Yapılacak İş 1: Beyaz tuval yazısında "Söyleyebilirler mi?" sözleriyle açılıp "anlamı, değeri kalmaz." sözleriyle kapanan bölümü aynen yeniden yaz.
Yapılacak İş 2: Beyaz tuval yazısına göre sanatçıyı geri kalanlardan ne ayırır?

Bembeyaz boyanmış bir tuval..
Bembeyaz.. Üzerinde başka hiçbir şey yok..
Bu tablonun (!) bir benzerini ona bakarak ben yapsam, ikisini yan yana koysak ve dünyanın en ünlü on resim uzmanı ve eleştirmenini getirsek ve sorsak:
"Bunlardan biri dünyaca ünlü Guggenheim Müzesi'nde sergilenen değerli bir tablo, öteki hayatında kuş resmi bile çizmeyi başaramamış Hıncal Uluç tarafından yapılan kopyasıdır.
Hangisi, hangisidir, söyleyebilir misiniz?"
Söyleyebilirler mi?
Fakslar alıyorum. Beni magandalıkla suçlayan "Asıl kent magandası senmişsin meğer" diyen.. Desinler..
Bu eleştirileri alacağımı biliyordum..
Dünyanın en kolay şeyidir, dünyaca ünlü eleştirmenler tarafından göklere çıkarılan şeylere anlamasa da boyun eğmek, anlamadığı çakılır korkusu ile, o eleştirmenin de ötesinde övgüler düzmek.
Benim böyle bir takıntım hiç olmadı.
Düşüncelerimi hep özgürce, hep çekinmeden açıkladım.
Yazılarımı "Kim ne der?" düşüncesi ile değil, "Ben ne düşünüyorsam" diye yazdım, hep.
Bir kez daha diyorum ki, "Herkesin ama herkesin yapabileceği birtakım şeyleri 'Çağdaş sanat işte' bu diye sunmak, insanları kuş beyinli yerine koymak, yutturmaktır." Sanatçı geri kalanlardan "Yetenek" ile ayrılır. Ayrılmalıdır. Ayrılmazsa, herkes sanatçı olur, o zaman sanatçı olmanın anlamı, değeri kalmaz.
***
Tesadüfe bakar mısınız?. Hani yazımda mukayese etmişim ya..

Seçilmiş Satırlar:
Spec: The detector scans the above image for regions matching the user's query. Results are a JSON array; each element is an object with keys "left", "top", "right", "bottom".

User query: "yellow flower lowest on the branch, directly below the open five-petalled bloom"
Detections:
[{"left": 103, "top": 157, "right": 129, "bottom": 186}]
* * *
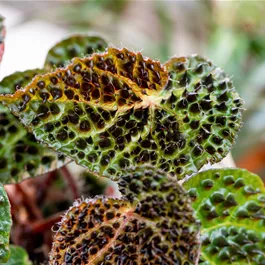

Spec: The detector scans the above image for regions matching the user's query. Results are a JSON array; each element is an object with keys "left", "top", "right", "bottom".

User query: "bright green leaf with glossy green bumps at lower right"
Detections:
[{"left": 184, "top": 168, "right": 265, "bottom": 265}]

Yanıt Alanı 1:
Söyleyebilirler mi?
Fakslar alıyorum. Beni magandalıkla suçlayan "Asıl kent magandası senmişsin meğer" diyen.. Desinler..
Bu eleştirileri alacağımı biliyordum..
Dünyanın en kolay şeyidir, dünyaca ünlü eleştirmenler tarafından göklere çıkarılan şeylere anlamasa da boyun eğmek, anlamadığı çakılır korkusu ile, o eleştirmenin de ötesinde övgüler düzmek.
Benim böyle bir takıntım hiç olmadı.
Düşüncelerimi hep özgürce, hep çekinmeden açıkladım.
Yazılarımı "Kim ne der?" düşüncesi ile değil, "Ben ne düşünüyorsam" diye yazdım, hep.
Bir kez daha diyorum ki, "Herkesin ama herkesin yapabileceği birtakım şeyleri 'Çağdaş sanat işte' bu diye sunmak, insanları kuş beyinli yerine koymak, yutturmaktır." Sanatçı geri kalanlardan "Yetenek" ile ayrılır. Ayrılmalıdır. Ayrılmazsa, herkes sanatçı olur, o zaman sanatçı olmanın anlamı, değeri kalmaz.

Yanıt Alanı 2: Yetenek.